## [Requirements]
Turn the stretch of data from the line containing "One marker belongs on each instance of the white wall." through the line containing "[(298, 96), (339, 99)]" into a two-column CSV with the headers input and output. Give one row per text-and-answer pair, with each field in quotes, line breaks changed to spaces, and the pictures left out.

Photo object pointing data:

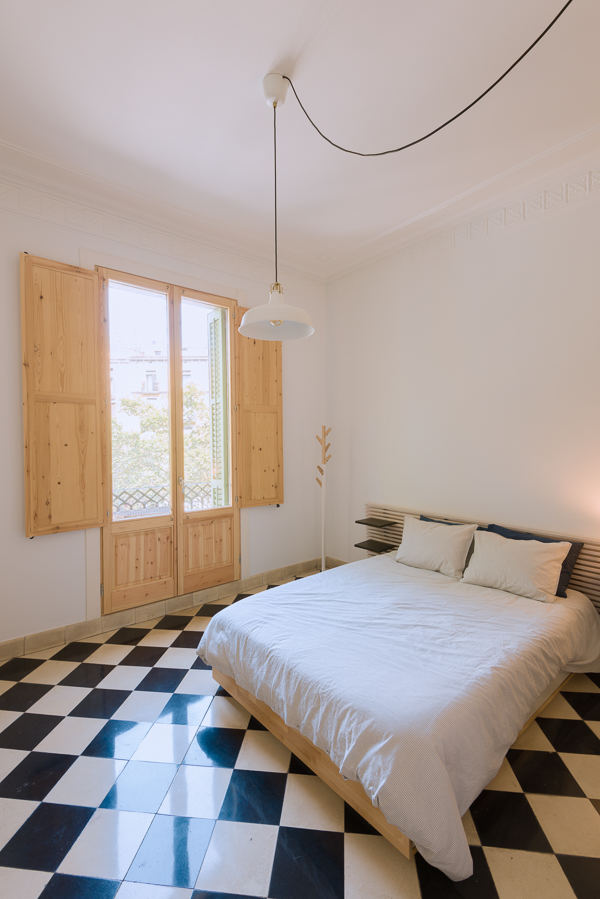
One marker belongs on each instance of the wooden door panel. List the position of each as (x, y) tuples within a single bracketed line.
[(65, 333), (65, 452), (261, 473), (143, 566), (208, 552)]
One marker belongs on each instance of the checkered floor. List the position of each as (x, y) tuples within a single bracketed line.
[(125, 771)]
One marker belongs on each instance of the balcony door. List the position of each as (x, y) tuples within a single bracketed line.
[(173, 522)]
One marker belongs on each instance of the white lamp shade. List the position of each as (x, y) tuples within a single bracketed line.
[(276, 320)]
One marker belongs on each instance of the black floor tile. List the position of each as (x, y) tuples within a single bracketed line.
[(585, 704), (207, 611), (355, 823), (16, 669), (75, 652), (162, 680), (199, 665), (543, 772), (203, 894), (43, 841), (435, 885), (507, 820), (28, 730), (118, 739), (67, 886), (87, 674), (188, 640), (22, 696), (308, 863), (173, 622), (141, 787), (583, 874), (255, 797), (144, 656), (569, 736), (298, 767), (255, 724), (218, 747), (129, 636), (184, 709), (172, 851), (35, 776), (100, 704)]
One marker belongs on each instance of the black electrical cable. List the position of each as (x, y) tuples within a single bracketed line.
[(275, 168), (453, 119)]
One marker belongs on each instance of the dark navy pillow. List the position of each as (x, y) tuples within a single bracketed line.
[(567, 566)]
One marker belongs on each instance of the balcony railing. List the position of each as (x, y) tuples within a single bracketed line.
[(140, 502)]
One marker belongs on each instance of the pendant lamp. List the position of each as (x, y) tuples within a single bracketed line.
[(276, 320)]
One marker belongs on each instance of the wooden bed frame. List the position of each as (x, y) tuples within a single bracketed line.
[(319, 762), (586, 578)]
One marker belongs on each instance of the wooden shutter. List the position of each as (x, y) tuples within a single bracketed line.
[(260, 437), (61, 320)]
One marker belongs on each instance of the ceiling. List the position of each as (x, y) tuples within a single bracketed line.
[(158, 106)]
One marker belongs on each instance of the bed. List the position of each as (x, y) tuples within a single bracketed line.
[(402, 687)]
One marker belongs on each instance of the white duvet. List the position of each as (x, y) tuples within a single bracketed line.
[(414, 684)]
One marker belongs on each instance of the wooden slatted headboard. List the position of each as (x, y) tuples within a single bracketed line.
[(586, 574)]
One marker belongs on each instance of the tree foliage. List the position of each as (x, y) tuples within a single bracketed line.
[(141, 455)]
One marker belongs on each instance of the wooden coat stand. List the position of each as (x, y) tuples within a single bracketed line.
[(321, 482)]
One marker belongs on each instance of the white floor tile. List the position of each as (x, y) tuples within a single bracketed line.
[(98, 638), (142, 706), (505, 780), (198, 683), (50, 672), (7, 718), (72, 735), (559, 708), (536, 875), (107, 845), (13, 813), (586, 771), (310, 803), (239, 859), (129, 890), (533, 738), (374, 869), (226, 712), (176, 657), (123, 677), (198, 624), (44, 653), (109, 654), (580, 683), (87, 781), (261, 751), (9, 759), (14, 882), (196, 792), (158, 637), (60, 700), (165, 743), (572, 825)]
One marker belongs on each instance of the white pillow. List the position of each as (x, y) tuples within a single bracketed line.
[(525, 567), (437, 547)]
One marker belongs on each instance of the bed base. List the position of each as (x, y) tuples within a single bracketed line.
[(319, 762)]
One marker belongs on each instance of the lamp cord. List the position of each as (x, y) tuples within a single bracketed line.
[(275, 170), (435, 130)]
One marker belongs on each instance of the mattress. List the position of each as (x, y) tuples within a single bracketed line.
[(414, 684)]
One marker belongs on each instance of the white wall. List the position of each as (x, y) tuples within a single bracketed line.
[(468, 384), (43, 581)]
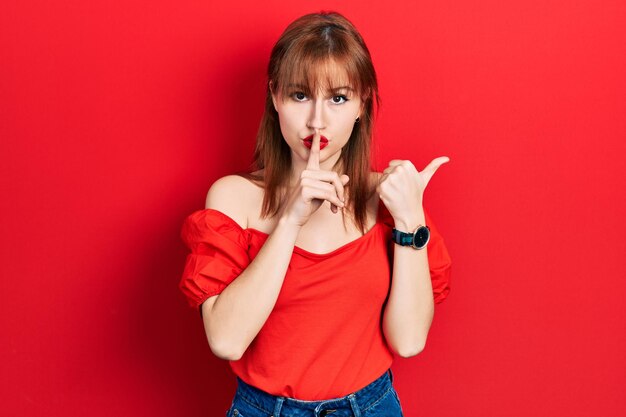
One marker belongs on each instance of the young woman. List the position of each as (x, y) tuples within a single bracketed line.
[(312, 271)]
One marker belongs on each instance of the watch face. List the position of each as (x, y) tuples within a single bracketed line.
[(421, 237)]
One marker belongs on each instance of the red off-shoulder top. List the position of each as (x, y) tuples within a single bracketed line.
[(324, 337)]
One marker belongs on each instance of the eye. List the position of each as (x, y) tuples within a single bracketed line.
[(298, 96), (339, 99)]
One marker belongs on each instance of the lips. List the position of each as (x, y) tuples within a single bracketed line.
[(308, 142)]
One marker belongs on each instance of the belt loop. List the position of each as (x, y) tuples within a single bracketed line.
[(355, 407), (278, 406)]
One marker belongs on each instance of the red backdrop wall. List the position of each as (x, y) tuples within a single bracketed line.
[(116, 117)]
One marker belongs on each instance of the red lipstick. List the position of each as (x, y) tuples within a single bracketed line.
[(308, 142)]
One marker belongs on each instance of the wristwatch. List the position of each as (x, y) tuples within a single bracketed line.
[(417, 239)]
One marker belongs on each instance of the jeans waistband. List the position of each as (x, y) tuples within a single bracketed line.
[(359, 400)]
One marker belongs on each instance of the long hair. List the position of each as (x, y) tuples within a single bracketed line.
[(306, 45)]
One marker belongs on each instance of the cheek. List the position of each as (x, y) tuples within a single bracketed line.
[(290, 118)]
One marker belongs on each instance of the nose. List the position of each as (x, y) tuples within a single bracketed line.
[(316, 118)]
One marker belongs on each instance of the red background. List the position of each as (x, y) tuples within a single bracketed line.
[(116, 117)]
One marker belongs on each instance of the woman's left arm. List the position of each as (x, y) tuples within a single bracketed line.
[(410, 308)]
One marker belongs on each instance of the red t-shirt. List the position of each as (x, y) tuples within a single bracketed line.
[(324, 337)]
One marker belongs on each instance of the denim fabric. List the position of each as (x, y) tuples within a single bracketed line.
[(377, 399)]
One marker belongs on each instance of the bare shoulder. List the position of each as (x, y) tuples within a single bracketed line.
[(234, 196)]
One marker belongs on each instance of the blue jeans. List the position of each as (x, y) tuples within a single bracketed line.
[(377, 399)]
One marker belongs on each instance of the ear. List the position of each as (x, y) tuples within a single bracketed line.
[(271, 87)]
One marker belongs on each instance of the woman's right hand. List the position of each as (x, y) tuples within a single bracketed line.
[(314, 187)]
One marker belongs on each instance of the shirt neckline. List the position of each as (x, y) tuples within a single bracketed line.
[(296, 248)]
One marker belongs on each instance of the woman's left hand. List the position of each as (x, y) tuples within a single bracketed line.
[(401, 188)]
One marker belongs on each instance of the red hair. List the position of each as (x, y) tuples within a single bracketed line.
[(305, 47)]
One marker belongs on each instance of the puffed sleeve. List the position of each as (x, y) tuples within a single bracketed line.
[(218, 254), (439, 260)]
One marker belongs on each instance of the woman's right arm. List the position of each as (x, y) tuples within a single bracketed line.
[(233, 318)]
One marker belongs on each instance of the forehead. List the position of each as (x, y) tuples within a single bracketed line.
[(321, 76)]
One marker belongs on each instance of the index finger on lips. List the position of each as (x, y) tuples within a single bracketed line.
[(314, 153)]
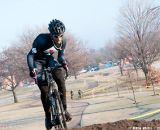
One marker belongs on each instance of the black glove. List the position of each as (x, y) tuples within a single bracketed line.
[(33, 73), (67, 70)]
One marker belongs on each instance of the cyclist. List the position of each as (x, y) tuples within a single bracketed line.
[(43, 48)]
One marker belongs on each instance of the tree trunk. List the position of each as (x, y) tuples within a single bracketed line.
[(15, 96)]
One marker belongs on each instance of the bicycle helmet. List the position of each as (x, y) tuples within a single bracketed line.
[(56, 27)]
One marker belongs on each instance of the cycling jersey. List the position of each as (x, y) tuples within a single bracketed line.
[(43, 48)]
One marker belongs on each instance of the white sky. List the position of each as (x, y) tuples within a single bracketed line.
[(93, 21)]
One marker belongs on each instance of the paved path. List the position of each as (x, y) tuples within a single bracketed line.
[(110, 108), (28, 113)]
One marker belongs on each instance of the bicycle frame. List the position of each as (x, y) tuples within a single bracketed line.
[(57, 111)]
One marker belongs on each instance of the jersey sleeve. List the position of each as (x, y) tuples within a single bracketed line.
[(31, 54), (61, 52)]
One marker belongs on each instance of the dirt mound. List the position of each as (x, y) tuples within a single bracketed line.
[(125, 125)]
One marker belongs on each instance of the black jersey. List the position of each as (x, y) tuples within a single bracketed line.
[(44, 46)]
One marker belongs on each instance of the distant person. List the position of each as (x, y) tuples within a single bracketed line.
[(79, 93), (44, 48), (72, 94)]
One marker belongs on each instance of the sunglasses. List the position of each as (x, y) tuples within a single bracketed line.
[(58, 36)]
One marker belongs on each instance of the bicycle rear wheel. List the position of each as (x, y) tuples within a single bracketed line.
[(61, 116)]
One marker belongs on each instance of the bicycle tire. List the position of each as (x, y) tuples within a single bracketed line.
[(62, 111), (57, 112)]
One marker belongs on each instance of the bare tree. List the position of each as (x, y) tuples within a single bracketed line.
[(140, 26), (76, 54), (12, 70)]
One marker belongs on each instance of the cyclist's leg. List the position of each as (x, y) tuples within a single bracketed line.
[(58, 75), (45, 102), (59, 79)]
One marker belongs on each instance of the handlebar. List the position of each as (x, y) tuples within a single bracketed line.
[(49, 69)]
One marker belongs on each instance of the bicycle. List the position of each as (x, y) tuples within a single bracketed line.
[(58, 119)]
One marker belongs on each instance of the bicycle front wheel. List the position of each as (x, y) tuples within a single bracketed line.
[(61, 116)]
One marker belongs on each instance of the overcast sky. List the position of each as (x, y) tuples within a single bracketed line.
[(93, 21)]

## [Exercise solution]
input,output
"One marker belongs on each instance of the white wall. List the position of each as (x, y) tuples within a single bracketed line.","[(468, 384), (43, 581)]"
"One marker belongs on each instance of the young woman. List the position of each as (x, y) tuples within a single bracketed line.","[(312, 271)]"
"One marker belongs on each instance of the watch face. List the position of each as (x, y) tuples within a single bracketed line.","[(421, 237)]"
"One marker belongs on each instance of the red off-shoulder top. List the position of each as (x, y) tuples within a single bracketed line.","[(324, 337)]"
"One marker belongs on each instance of the eye. List the position of each as (x, y) tuples within a single bracketed line.","[(298, 96), (339, 99)]"